*Job:*
Report every line of the entries below that contains the word "background", copying each such line in full.

* begin *

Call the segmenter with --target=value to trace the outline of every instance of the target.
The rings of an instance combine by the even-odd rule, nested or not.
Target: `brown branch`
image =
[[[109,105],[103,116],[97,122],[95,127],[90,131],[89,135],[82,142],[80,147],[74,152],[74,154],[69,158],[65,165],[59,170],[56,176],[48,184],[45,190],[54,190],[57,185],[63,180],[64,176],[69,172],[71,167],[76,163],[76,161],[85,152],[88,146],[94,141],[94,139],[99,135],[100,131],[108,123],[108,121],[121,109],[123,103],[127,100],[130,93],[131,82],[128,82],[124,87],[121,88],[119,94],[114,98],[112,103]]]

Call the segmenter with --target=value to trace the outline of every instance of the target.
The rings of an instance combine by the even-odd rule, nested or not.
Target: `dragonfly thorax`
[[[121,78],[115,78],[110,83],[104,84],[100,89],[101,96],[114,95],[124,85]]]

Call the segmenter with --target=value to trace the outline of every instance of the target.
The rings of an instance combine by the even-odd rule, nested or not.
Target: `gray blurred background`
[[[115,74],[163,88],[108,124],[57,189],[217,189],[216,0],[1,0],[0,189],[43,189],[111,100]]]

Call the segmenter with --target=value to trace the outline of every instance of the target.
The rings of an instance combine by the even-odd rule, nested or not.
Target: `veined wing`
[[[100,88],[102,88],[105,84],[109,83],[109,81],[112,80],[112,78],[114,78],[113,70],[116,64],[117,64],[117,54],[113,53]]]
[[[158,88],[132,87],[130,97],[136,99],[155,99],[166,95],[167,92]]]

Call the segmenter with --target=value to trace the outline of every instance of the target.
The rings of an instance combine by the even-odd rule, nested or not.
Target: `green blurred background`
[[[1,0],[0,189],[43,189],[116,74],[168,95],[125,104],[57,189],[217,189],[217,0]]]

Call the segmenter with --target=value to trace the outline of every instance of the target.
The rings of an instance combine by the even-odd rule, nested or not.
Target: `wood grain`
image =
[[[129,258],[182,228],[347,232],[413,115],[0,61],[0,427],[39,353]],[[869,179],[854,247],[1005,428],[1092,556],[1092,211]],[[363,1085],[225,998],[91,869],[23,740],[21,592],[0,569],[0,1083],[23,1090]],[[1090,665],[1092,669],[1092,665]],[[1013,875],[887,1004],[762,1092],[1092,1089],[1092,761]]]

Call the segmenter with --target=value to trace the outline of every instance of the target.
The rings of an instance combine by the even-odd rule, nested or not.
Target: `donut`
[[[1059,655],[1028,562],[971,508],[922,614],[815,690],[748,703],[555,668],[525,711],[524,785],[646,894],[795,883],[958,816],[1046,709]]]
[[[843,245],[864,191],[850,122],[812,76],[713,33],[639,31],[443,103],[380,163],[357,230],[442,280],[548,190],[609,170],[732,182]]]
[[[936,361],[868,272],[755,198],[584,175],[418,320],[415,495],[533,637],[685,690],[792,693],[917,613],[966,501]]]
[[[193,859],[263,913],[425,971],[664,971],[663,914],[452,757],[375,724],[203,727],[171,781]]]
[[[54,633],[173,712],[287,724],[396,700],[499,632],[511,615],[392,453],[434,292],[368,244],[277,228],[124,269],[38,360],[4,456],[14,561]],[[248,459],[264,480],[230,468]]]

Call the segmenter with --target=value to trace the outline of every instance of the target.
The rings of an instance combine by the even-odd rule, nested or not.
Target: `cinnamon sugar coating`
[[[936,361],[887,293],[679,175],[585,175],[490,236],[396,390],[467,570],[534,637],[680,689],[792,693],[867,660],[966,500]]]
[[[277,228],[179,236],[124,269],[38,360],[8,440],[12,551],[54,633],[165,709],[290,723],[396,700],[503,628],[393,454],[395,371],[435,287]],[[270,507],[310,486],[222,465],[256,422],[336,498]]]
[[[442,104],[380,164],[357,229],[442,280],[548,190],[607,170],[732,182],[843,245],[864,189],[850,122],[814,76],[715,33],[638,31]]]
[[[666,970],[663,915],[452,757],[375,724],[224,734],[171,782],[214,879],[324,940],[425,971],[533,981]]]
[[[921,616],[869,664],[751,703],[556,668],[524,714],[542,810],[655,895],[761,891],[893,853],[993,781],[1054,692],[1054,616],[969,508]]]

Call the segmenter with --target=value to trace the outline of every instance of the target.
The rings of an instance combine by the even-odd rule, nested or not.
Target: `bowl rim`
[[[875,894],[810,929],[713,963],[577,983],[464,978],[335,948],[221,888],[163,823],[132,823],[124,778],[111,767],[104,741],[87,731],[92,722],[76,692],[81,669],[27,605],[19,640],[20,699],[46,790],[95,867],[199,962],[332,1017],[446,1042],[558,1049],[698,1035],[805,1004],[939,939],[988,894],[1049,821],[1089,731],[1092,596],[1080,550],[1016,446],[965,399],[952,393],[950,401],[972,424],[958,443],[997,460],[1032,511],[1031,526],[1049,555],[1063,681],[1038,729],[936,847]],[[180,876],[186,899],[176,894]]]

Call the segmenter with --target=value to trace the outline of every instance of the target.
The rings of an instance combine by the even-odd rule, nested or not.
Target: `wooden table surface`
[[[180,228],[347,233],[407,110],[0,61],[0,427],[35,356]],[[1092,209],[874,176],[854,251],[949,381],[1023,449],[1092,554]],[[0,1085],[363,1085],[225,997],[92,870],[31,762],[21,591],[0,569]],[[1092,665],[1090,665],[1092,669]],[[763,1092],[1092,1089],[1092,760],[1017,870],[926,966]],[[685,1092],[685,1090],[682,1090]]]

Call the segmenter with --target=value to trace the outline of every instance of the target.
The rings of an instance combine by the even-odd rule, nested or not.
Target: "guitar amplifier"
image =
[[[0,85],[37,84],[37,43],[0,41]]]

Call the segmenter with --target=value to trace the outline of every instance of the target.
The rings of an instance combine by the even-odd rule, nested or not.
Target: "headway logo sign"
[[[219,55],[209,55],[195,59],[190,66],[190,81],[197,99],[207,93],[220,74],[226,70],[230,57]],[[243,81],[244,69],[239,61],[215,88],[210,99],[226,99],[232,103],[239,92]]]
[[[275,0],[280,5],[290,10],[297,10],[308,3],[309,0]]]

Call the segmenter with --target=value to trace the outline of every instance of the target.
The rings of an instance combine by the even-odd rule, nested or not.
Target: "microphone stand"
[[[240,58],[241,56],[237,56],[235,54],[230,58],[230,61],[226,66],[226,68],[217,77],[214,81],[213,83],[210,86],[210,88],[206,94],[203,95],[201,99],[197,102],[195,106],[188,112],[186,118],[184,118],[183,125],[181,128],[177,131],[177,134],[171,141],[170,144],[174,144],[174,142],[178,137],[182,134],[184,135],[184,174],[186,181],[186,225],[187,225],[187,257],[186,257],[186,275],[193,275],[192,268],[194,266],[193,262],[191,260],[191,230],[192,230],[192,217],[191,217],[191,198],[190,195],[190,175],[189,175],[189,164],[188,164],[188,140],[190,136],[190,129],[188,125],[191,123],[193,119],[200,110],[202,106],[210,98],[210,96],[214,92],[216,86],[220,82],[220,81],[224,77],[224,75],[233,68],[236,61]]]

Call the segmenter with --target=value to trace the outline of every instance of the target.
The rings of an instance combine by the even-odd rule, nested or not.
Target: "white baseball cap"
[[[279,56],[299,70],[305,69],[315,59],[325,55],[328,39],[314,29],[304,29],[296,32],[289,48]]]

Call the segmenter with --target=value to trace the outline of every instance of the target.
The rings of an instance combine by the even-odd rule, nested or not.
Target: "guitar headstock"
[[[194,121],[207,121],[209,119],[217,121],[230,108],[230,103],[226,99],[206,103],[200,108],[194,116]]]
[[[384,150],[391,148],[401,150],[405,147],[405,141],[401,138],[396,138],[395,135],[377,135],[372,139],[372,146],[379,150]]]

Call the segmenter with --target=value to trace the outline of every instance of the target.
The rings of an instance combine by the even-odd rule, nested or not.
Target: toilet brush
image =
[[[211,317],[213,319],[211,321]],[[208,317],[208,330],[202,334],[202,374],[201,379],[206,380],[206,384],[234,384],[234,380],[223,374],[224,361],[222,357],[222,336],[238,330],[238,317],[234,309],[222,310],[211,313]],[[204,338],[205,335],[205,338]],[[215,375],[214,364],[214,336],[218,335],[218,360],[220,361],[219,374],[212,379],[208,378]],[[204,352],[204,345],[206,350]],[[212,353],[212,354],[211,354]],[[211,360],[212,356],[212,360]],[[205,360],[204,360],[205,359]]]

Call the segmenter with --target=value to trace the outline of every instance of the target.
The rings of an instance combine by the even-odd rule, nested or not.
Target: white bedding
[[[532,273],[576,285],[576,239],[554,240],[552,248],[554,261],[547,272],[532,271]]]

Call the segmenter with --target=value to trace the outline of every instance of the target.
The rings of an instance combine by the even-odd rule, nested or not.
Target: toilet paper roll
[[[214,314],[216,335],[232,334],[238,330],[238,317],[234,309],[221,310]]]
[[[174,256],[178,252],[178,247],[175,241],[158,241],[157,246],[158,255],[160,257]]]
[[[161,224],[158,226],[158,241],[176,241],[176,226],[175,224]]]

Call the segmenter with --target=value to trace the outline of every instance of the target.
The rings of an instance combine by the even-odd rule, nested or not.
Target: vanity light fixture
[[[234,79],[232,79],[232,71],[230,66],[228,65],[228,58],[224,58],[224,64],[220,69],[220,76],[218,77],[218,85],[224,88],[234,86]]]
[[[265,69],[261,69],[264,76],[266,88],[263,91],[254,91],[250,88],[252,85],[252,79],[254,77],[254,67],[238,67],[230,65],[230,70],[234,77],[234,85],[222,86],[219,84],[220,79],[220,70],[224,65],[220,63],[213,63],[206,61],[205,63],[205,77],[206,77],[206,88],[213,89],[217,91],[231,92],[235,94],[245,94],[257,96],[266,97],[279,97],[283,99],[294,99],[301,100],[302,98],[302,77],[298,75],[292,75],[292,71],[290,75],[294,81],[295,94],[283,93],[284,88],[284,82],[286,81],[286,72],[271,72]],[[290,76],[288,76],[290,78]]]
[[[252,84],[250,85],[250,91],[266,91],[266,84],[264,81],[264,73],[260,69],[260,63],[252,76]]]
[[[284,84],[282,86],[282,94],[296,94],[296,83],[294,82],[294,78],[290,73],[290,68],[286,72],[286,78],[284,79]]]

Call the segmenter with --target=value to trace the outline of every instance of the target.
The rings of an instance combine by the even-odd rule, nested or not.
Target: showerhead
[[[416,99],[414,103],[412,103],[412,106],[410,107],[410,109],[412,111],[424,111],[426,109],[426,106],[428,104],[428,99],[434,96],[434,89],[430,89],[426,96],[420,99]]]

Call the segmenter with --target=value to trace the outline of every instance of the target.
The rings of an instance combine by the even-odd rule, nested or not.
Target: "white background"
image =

* end *

*Task result:*
Target: `gray blurred background`
Target: `green blurred background`
Target: "white background"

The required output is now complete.